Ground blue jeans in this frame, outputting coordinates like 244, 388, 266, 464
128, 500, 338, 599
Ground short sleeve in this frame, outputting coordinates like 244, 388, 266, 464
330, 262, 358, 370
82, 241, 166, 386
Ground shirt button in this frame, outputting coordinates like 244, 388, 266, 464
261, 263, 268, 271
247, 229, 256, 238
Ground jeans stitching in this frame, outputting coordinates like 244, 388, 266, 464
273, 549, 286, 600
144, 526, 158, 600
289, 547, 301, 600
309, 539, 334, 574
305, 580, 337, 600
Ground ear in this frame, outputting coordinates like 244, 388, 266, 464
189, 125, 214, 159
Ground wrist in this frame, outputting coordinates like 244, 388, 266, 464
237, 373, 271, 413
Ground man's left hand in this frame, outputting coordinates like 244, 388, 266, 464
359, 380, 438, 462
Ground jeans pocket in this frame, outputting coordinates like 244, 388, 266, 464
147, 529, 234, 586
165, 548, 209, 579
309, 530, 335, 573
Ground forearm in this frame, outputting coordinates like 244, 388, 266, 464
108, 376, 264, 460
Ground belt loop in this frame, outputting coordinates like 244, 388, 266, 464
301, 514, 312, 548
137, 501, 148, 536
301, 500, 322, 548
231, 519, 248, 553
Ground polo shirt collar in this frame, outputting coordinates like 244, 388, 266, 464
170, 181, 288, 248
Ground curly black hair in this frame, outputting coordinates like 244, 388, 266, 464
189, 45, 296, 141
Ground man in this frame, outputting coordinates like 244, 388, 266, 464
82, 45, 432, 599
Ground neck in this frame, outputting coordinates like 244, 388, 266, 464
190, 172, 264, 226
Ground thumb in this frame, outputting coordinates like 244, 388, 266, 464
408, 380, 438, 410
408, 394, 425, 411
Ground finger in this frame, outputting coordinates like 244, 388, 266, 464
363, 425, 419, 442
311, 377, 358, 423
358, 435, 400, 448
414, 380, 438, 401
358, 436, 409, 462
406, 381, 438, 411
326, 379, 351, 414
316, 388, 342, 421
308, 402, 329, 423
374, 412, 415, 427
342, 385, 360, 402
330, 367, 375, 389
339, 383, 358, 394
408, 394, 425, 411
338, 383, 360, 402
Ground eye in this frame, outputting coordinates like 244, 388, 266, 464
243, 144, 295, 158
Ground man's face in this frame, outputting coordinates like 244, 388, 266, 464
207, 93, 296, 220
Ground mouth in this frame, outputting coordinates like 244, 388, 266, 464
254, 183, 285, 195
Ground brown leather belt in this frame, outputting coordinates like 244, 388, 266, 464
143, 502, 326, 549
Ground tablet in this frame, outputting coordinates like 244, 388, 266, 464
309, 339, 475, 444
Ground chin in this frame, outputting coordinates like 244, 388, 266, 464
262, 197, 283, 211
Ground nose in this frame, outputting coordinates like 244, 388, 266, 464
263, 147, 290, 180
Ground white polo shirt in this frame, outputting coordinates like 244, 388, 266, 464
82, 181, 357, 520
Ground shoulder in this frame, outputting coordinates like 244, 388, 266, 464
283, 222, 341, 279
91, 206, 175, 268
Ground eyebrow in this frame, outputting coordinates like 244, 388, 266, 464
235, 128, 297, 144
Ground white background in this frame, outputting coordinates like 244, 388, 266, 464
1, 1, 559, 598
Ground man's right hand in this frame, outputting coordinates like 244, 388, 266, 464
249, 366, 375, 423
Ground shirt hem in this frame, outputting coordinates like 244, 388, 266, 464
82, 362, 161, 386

_Exercise instructions_
Transcribe every record above so that nothing differs from the original.

_Answer section_
Ground blue jeans in this frame, outputting coordinates like 244, 388, 266, 464
128, 500, 338, 599
Ground short sleeve in this frame, outputting coordinates like 244, 388, 266, 464
330, 262, 358, 370
82, 241, 166, 386
Ground shirt button in this frame, outputting coordinates like 244, 388, 266, 464
261, 263, 268, 271
247, 229, 256, 238
Ground jeans stitching in this frame, outputting coordinates like 244, 388, 266, 464
273, 549, 286, 600
144, 526, 158, 600
289, 547, 301, 600
309, 539, 334, 574
305, 580, 337, 600
Ground ear in this frame, outputting coordinates like 244, 388, 266, 464
189, 125, 214, 159
Ground wrist in this frame, outputting coordinates like 244, 388, 266, 464
237, 373, 271, 413
Ground man's left hand in this frame, outputting coordinates like 244, 388, 266, 464
359, 380, 438, 462
Ground jeans pocket in this frame, outputting coordinates like 244, 388, 266, 464
147, 529, 234, 586
165, 548, 209, 579
309, 530, 335, 573
Ground forearm in this frame, outputting coordinates like 244, 388, 266, 464
108, 376, 264, 460
Ground belt loop in this frame, outputting coordinates like 244, 388, 266, 464
301, 514, 312, 548
137, 501, 148, 536
301, 500, 322, 548
231, 519, 248, 553
Ground polo shirt collar in this frame, outputting coordinates like 244, 388, 266, 464
170, 181, 288, 248
Ground curly black hair in this frame, outputting coordinates like 244, 388, 266, 464
189, 45, 296, 141
Ground man in this frame, outputting coordinates like 244, 388, 266, 464
82, 45, 432, 599
Ground neck in this frame, outputting coordinates like 244, 388, 266, 464
190, 172, 264, 226
Ground thumb in this frame, outputting coordinates like 244, 388, 266, 464
408, 380, 438, 410
408, 394, 425, 411
Ground finger in this frame, outputting coordinates like 244, 388, 266, 464
363, 425, 419, 442
311, 377, 358, 423
358, 435, 400, 448
414, 380, 438, 401
358, 436, 409, 462
406, 381, 438, 411
326, 379, 351, 414
316, 388, 342, 421
308, 402, 329, 423
374, 412, 415, 427
342, 385, 360, 402
330, 367, 375, 389
339, 383, 358, 394
408, 394, 425, 411
338, 383, 360, 402
Ground eye in this frame, outputting coordinates like 244, 388, 266, 464
243, 144, 295, 158
Ground man's face in this frame, outputting coordinates like 244, 388, 266, 464
207, 93, 296, 220
Ground mouth in this frame, outputting coordinates like 244, 388, 266, 464
254, 183, 285, 195
Ground brown leather belt in this frame, outputting coordinates like 244, 388, 266, 464
143, 502, 326, 549
Ground tablet in this frame, outputting coordinates like 244, 388, 266, 464
309, 339, 475, 444
Ground chin in this frame, outputting coordinates like 244, 388, 266, 464
262, 197, 283, 211
Ground nose in this frame, outputting coordinates like 244, 388, 266, 464
263, 147, 290, 180
Ground white polo shirt in this frame, outputting coordinates like 244, 388, 266, 464
82, 181, 357, 520
Ground shoulder in this frame, outputting coordinates like 244, 388, 266, 464
283, 222, 341, 279
91, 206, 175, 268
Ground eyebrow in this frame, outputting coordinates like 244, 388, 266, 464
235, 128, 297, 144
Ground white background in this frame, outputting coordinates like 244, 388, 266, 464
1, 1, 559, 598
Ground man's right hand in this frame, outputting coordinates like 244, 388, 266, 464
249, 366, 375, 423
Ground shirt hem in this frame, outputting coordinates like 244, 388, 266, 464
82, 362, 161, 386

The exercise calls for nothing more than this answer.